## EXCERPT PROVIDED
-- Opening Marker --

Wednesday, October 20, 2021

K-Drama: One day at a time, forever

I just finished re-watching The King: Eternal Monarch (TKEM). One has to pause to say that Lee Min-ho and Kim Go-eun are mesmerizing as individuals and as a powerful partnership. OK, that out of the way, what I asked myself was, "Given that K-drama is all metaphor, what was this really about?" There are deep threads throughout, helping us think about fate and destiny, both about the paths our lives take. I am giving a talk as a "model scholar," which has caused me think about my own life and work. Influenced by TKEM, I would have to acknowledge how overdetermined my work has been by the set of family, community and world issues into which I was born. 

Yet the path is also determined by the steps we take, and in that regard, we can choose to accept our destiny -- we can work with circumstance. In TKEM, the lovers can only have a long-distance relationship. They commit to this, and adopt the strategy that they will live one day at a time, forever.  They fill their time together with small dreams and adventures, so that every day is what it can be. They part without dramatics. Michael Lally, faced with a difficult situation, will always suggest, "Don't make a big deal about it." This is useful because it helps the brain move on from the intense experience.

-- Closing Marker --

## PROVIDED MATERIAL
-- Opening Marker --

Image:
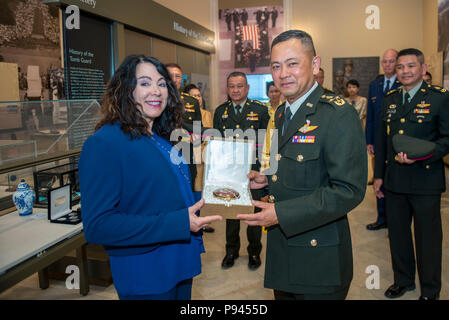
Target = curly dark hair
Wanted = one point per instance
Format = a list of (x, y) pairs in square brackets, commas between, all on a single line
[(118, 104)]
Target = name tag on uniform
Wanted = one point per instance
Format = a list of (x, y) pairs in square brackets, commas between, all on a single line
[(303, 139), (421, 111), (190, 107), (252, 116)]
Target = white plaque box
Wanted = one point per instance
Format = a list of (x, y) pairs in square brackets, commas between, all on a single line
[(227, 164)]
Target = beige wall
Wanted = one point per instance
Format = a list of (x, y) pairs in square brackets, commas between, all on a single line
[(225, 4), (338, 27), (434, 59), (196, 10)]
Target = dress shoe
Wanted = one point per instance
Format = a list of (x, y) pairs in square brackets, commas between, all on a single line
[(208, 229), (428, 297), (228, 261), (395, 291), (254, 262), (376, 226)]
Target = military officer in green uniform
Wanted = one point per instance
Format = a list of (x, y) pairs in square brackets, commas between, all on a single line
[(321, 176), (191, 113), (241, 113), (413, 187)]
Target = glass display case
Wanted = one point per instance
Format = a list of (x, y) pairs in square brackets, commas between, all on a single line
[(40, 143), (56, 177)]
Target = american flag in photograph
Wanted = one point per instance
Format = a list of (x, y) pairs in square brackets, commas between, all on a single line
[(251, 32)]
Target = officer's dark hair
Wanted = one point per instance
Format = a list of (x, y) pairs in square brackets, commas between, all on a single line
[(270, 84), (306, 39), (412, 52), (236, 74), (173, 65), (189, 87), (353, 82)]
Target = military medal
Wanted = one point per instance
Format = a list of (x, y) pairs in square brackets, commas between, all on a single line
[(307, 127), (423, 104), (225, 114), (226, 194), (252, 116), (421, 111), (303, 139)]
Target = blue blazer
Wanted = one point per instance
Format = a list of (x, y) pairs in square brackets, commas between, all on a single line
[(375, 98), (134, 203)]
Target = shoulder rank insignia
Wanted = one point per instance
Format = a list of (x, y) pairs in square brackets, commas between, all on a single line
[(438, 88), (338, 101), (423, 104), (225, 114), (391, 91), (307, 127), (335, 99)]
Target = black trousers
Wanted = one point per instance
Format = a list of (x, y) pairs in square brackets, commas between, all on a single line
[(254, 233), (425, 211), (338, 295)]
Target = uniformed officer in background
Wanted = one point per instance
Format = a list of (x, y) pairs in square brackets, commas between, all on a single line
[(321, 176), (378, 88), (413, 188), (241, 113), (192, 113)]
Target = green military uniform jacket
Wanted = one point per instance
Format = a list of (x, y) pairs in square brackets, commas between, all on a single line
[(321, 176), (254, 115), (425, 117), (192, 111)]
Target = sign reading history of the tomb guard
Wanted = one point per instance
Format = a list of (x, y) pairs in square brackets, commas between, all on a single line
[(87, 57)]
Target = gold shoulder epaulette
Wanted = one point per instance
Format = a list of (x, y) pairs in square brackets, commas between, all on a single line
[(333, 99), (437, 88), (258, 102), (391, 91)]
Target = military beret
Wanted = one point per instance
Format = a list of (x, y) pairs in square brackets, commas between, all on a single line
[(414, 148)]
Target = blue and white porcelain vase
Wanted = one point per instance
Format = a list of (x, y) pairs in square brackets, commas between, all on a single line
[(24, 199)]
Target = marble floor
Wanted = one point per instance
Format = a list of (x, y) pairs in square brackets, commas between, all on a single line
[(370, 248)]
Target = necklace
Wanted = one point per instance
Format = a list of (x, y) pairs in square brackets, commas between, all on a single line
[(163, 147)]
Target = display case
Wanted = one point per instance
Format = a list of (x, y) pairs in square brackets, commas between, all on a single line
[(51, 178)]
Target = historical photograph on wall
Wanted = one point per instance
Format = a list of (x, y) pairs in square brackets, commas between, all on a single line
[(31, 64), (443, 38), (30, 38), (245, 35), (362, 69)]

-- Closing Marker --
-- Opening Marker --

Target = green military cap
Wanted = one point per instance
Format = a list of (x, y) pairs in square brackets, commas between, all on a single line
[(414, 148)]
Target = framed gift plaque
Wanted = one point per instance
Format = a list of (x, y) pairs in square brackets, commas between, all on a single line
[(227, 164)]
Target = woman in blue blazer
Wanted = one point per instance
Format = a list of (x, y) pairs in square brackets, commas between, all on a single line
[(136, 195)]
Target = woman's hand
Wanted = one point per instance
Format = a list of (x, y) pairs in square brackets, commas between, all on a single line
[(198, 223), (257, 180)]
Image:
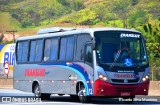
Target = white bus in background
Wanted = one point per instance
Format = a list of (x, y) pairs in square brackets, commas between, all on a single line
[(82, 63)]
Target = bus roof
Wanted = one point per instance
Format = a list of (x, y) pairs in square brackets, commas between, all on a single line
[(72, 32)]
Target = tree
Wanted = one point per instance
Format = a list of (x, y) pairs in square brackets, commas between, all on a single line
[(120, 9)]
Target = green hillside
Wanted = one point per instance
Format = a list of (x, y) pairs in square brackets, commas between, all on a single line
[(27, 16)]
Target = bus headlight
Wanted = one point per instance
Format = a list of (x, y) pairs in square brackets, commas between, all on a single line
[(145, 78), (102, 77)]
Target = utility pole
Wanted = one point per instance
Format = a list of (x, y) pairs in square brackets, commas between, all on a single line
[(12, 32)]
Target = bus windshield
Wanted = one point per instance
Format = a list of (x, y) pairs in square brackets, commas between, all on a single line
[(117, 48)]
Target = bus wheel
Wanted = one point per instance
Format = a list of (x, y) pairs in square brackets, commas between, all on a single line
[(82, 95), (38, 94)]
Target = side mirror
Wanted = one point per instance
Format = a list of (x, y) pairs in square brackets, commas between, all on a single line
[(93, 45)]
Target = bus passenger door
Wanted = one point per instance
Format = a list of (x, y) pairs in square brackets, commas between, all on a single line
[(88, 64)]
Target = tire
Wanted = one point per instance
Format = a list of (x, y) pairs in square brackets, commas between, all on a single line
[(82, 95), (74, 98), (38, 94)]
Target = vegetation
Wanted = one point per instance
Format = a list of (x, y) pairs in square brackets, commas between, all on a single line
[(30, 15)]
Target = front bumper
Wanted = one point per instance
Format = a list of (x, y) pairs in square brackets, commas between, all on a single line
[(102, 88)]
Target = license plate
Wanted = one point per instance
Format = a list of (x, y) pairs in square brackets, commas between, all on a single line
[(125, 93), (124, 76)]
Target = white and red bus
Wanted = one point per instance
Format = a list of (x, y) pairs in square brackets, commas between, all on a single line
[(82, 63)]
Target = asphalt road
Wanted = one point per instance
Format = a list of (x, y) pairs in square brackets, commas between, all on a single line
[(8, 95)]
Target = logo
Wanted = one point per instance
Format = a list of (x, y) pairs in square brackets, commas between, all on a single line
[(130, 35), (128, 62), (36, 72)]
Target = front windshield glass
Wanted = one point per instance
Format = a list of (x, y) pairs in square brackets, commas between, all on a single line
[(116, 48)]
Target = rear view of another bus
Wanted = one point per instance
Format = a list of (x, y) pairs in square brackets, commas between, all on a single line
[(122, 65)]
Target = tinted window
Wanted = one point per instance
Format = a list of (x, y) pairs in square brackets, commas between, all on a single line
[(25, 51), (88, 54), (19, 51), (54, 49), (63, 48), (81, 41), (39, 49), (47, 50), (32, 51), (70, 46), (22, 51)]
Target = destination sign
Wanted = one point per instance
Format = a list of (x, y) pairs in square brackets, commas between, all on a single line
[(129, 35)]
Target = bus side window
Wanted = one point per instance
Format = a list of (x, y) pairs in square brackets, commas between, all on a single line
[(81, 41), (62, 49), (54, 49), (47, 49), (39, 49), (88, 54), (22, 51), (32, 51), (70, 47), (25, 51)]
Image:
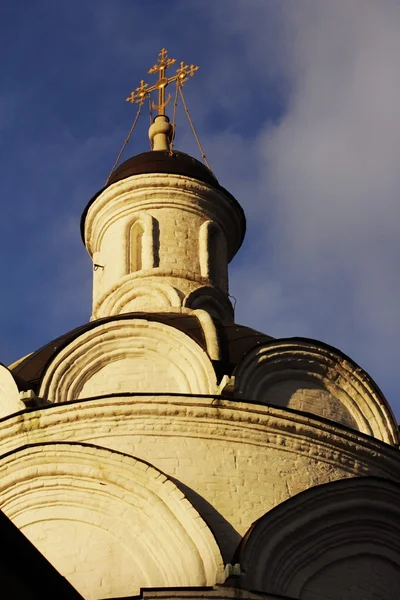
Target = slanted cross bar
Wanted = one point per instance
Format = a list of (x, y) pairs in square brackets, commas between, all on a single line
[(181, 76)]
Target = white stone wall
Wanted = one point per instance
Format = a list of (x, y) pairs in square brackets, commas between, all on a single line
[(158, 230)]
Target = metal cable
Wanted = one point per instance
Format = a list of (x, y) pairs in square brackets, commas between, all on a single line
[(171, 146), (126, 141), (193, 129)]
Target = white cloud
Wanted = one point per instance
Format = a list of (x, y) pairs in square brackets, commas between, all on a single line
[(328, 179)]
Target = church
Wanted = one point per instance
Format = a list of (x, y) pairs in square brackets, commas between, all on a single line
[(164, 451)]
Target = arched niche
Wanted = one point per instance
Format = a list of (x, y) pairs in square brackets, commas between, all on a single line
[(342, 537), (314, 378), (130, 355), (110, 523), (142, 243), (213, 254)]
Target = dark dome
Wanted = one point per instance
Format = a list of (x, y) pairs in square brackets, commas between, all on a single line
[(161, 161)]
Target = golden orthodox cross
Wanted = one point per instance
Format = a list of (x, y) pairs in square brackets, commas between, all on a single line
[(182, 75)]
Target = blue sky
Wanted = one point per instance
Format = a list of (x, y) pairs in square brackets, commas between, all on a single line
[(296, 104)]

-- Closing Marker --

## TASK PROMPT
Can you carry on the post about re-watching The King: Eternal Monarch, starting right after its final sentence about helping the brain move on from the intense experience?

## ANSWER TO THIS TASK
We are in a situation that has some of that tension. A note from Monthly Review editor John Bellamy Foster puts our larger situation in context:

Less than a decade ago there was a virulent debate on the left on the question of “catastrophism.” A number of influential socialist thinkers, including friends of ours, charged Monthly Review with having exaggerated the dangers to humanity arising from the accelerating planetary ecological crisis induced by capitalism. Fast-forward a few years to the present, in which we are increasingly confronted in our daily lives with a chain of catastrophes, including record heat waves, persistent droughts, out-of-control wildfires, megastorms, unprecedented floods, torrential rainfall, glacier melts, and sea level rise, combining in myriads of ways to threaten every region and ecosystem on earth—with the prospect that under present conditions this will only get worse. The COVID-19 pandemic, meanwhile, has alerted the world to the dangers of the spread of zoonotic diseases across the globe, resulting from the economic destruction of critical ecosystems and the interface of this with agribusiness monocultures and global commodity chains.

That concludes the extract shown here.